*Selected excerpt*.
══════════════════════════════

Vermont Medical Power of Attorney Form
A Vermont medical power of attorney gives a person (the agent) authority to make medical decisions for the creator of this document (the principal). The agent only has this ability if the principal cannot communicate their wishes. This state of mind, also known as incapacitation, results from traumatic injury, terminal illness, or any other disability that takes away a principal’s speaking ability.
The principal can use this document to inform the agent and/or physician of their health care preferences. For example, they can include whether or not they want life-sustaining treatment, artificial nutrition or hydration, surgery, medication, or any other type of care. They should provide information about religious, spiritual, or cultural beliefs (if they have any). By taking on this role, the agent agrees to follow the requests as written in this document. If the principal has not provided details about treatment or care, the agent must make the best decision possible on their behalf.
Using this form, the principal can allow the agent to make their after-life decisions. For example, the agent can have the responsibility of handling the principal’s funeral arrangements. This process includes choosing the location of services, notifying the public of the principal’s death, and picking out flowers. The agent must decide whether or not to gift the principal’s organs and/or tissue to education, research, therapy, or transplantation. If they do not gift the principal’s body, they must choose how to dispose of it (i.e., cremation, burial, freezing, etc.).

══════════════════════════════

*Records supplied*.

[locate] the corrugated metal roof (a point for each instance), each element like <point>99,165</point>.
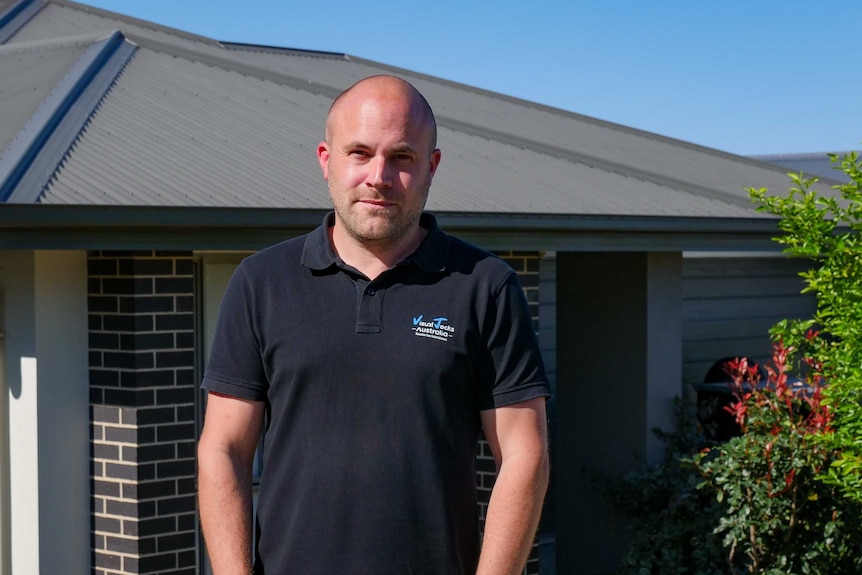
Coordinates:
<point>30,72</point>
<point>192,122</point>
<point>811,165</point>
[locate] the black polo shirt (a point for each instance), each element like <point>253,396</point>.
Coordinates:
<point>373,390</point>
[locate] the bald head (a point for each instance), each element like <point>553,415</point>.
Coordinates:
<point>387,90</point>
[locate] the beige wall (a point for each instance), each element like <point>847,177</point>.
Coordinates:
<point>45,459</point>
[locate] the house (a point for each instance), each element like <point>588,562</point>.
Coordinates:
<point>139,164</point>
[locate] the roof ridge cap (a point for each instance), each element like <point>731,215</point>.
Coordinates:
<point>35,153</point>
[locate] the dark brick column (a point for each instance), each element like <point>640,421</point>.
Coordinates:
<point>142,398</point>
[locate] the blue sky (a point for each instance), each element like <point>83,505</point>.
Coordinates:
<point>744,76</point>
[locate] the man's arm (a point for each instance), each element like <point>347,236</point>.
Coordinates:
<point>518,437</point>
<point>231,430</point>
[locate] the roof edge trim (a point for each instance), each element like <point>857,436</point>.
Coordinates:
<point>16,16</point>
<point>36,151</point>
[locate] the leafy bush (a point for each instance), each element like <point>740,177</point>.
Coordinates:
<point>777,517</point>
<point>826,229</point>
<point>671,520</point>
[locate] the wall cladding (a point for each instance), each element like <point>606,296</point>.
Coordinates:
<point>142,409</point>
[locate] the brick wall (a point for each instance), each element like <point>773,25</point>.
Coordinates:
<point>142,409</point>
<point>526,264</point>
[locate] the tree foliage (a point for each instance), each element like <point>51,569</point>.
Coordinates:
<point>827,229</point>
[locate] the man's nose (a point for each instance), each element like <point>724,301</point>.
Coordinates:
<point>379,173</point>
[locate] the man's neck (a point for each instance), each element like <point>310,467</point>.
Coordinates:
<point>370,258</point>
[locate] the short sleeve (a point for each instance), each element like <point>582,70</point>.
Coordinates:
<point>511,369</point>
<point>235,366</point>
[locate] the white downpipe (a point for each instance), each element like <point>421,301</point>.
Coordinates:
<point>24,477</point>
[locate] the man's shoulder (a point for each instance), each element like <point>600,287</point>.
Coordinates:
<point>281,253</point>
<point>466,257</point>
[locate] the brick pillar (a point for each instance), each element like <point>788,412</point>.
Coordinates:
<point>526,264</point>
<point>142,412</point>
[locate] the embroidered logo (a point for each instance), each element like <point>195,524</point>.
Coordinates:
<point>437,328</point>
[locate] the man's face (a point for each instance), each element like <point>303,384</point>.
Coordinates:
<point>378,164</point>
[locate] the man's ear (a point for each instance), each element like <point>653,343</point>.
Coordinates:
<point>323,158</point>
<point>435,160</point>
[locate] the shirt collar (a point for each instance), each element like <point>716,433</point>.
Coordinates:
<point>430,256</point>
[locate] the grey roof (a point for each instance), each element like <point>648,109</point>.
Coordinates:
<point>151,117</point>
<point>817,165</point>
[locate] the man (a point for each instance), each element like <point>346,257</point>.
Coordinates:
<point>375,348</point>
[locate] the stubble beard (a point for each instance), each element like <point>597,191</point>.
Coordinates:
<point>381,232</point>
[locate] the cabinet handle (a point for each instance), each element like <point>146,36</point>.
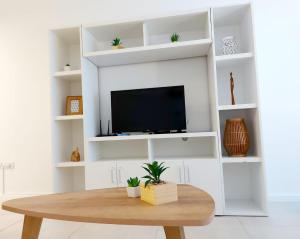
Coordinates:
<point>188,174</point>
<point>119,176</point>
<point>112,175</point>
<point>180,176</point>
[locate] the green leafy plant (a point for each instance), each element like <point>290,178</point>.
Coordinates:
<point>155,171</point>
<point>116,42</point>
<point>175,37</point>
<point>133,182</point>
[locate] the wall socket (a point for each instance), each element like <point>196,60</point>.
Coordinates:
<point>7,165</point>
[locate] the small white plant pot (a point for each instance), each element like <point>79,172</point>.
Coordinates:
<point>133,192</point>
<point>67,68</point>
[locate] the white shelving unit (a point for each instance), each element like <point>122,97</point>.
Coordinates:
<point>148,60</point>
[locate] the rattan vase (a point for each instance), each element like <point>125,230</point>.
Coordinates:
<point>236,138</point>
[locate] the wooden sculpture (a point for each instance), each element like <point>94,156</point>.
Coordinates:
<point>75,157</point>
<point>232,89</point>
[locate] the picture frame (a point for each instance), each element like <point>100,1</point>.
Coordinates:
<point>74,105</point>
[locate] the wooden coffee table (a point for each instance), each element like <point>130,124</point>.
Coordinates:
<point>112,206</point>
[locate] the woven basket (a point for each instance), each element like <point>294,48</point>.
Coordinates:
<point>236,138</point>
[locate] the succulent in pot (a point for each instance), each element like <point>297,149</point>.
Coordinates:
<point>175,37</point>
<point>133,189</point>
<point>116,43</point>
<point>67,67</point>
<point>155,190</point>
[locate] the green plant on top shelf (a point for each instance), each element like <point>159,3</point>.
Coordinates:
<point>133,182</point>
<point>175,37</point>
<point>116,42</point>
<point>155,171</point>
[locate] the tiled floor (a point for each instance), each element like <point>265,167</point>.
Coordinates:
<point>283,223</point>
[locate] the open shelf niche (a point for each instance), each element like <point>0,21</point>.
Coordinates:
<point>244,76</point>
<point>244,189</point>
<point>233,21</point>
<point>189,27</point>
<point>252,121</point>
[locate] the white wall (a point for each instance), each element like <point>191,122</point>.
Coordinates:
<point>25,93</point>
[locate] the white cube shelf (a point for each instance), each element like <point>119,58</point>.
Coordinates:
<point>233,21</point>
<point>189,27</point>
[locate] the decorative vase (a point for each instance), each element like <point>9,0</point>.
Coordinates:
<point>117,47</point>
<point>230,45</point>
<point>236,138</point>
<point>134,192</point>
<point>75,157</point>
<point>159,194</point>
<point>67,68</point>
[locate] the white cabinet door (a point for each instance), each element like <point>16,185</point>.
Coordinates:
<point>175,172</point>
<point>101,175</point>
<point>205,174</point>
<point>129,168</point>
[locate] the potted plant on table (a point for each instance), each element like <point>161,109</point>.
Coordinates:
<point>133,189</point>
<point>156,191</point>
<point>117,44</point>
<point>175,37</point>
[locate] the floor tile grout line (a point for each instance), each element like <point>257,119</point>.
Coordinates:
<point>75,231</point>
<point>244,228</point>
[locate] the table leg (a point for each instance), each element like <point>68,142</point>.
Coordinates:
<point>174,232</point>
<point>31,227</point>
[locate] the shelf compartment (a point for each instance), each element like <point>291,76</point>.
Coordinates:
<point>113,150</point>
<point>67,136</point>
<point>241,159</point>
<point>99,38</point>
<point>244,75</point>
<point>237,107</point>
<point>162,52</point>
<point>184,148</point>
<point>69,117</point>
<point>62,89</point>
<point>233,21</point>
<point>154,136</point>
<point>73,75</point>
<point>70,164</point>
<point>189,27</point>
<point>65,48</point>
<point>243,186</point>
<point>252,122</point>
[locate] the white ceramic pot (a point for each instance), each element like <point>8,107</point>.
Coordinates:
<point>229,45</point>
<point>67,68</point>
<point>133,192</point>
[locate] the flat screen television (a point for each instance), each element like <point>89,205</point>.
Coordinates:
<point>155,110</point>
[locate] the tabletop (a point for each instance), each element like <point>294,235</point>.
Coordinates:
<point>112,206</point>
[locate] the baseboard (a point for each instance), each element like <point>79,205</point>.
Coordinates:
<point>284,198</point>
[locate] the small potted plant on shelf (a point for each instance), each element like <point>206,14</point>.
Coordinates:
<point>175,37</point>
<point>117,44</point>
<point>156,191</point>
<point>67,67</point>
<point>133,189</point>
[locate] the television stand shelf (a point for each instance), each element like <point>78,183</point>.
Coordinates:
<point>153,136</point>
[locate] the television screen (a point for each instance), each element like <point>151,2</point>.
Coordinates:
<point>153,109</point>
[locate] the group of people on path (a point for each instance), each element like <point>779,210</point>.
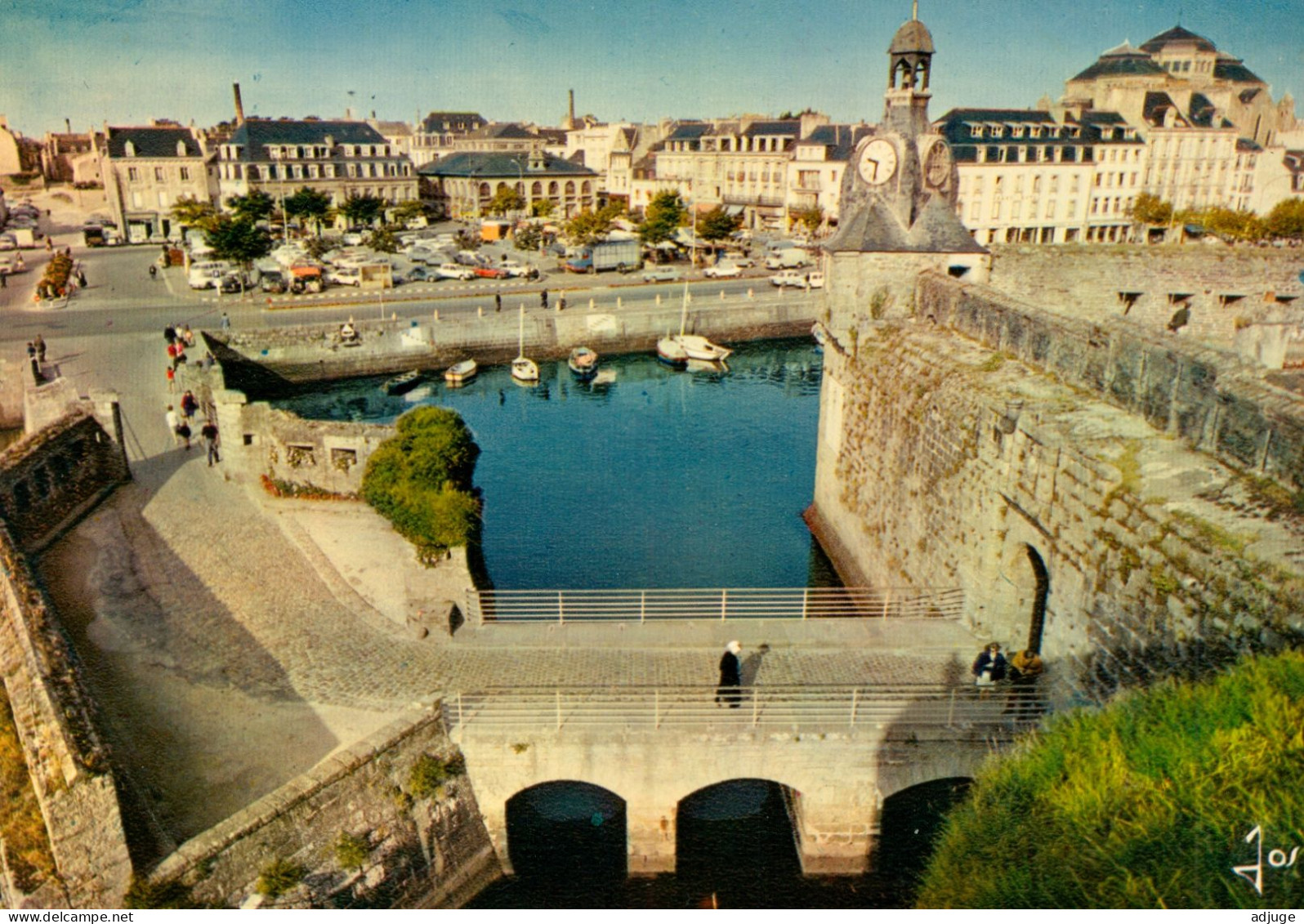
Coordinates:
<point>177,339</point>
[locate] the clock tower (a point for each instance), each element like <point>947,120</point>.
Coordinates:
<point>899,194</point>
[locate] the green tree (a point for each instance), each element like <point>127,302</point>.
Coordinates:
<point>253,208</point>
<point>1145,803</point>
<point>1150,209</point>
<point>588,227</point>
<point>1286,219</point>
<point>717,225</point>
<point>382,241</point>
<point>361,209</point>
<point>310,205</point>
<point>507,199</point>
<point>238,240</point>
<point>192,212</point>
<point>810,218</point>
<point>661,219</point>
<point>420,481</point>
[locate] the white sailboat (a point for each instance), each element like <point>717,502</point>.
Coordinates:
<point>523,369</point>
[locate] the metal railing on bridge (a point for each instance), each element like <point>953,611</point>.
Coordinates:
<point>771,707</point>
<point>717,604</point>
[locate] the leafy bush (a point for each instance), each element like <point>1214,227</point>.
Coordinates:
<point>351,851</point>
<point>1146,803</point>
<point>429,774</point>
<point>420,481</point>
<point>278,877</point>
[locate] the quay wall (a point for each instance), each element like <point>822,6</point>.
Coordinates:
<point>266,361</point>
<point>980,451</point>
<point>1227,291</point>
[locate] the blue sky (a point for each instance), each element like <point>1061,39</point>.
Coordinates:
<point>129,60</point>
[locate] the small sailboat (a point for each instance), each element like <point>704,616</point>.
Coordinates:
<point>402,383</point>
<point>523,369</point>
<point>461,373</point>
<point>583,364</point>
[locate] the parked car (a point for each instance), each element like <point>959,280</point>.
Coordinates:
<point>722,271</point>
<point>661,274</point>
<point>454,271</point>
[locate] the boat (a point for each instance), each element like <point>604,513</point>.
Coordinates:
<point>523,369</point>
<point>402,383</point>
<point>583,363</point>
<point>461,373</point>
<point>672,352</point>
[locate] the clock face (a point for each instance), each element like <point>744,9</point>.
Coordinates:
<point>936,167</point>
<point>878,162</point>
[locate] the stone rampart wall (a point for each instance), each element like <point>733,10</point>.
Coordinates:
<point>1207,398</point>
<point>945,464</point>
<point>431,851</point>
<point>55,475</point>
<point>65,759</point>
<point>1226,287</point>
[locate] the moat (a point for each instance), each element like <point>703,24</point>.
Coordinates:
<point>647,477</point>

══════════════════════════════

*Exercise instructions*.
(a) Can you quote the Vermont medical power of attorney text, beginning at the words "The principal can use" and stopping after "on their behalf."?
(b) What comes next in the text on the Vermont medical power of attorney? Continue it from where it stops.

*Task results*.
(a)
The principal can use this document to inform the agent and/or physician of their health care preferences. For example, they can include whether or not they want life-sustaining treatment, artificial nutrition or hydration, surgery, medication, or any other type of care. They should provide information about religious, spiritual, or cultural beliefs (if they have any). By taking on this role, the agent agrees to follow the requests as written in this document. If the principal has not provided details about treatment or care, the agent must make the best decision possible on their behalf.

(b)
A third party must read and explain the advance directive to a principal who plans to live or currently resides in a nursing home or residential facility. After providing the principal with an explanation of the form, they must also sign it (§ 9703(d)). This person must be considered one of the following:
- An ombudsman;
- A clergy member;
- A Vermont-licensed attorney;
- An individual appointed by the Probate Division of the Superior Court or by a hospital;
- A mental health patient representative;
- An unpaid volunteer at the nursing home or residential care facility who can explain the purpose of the medical power of attorney; or
- A clinician (who is not currently employed by the nursing home or residential care facility).
Laws: § 18-231
Signing requirements (§ 9703): Must be signed by the principal (or an elected representative) in the presence of at least two (2) witnesses (who must also sign).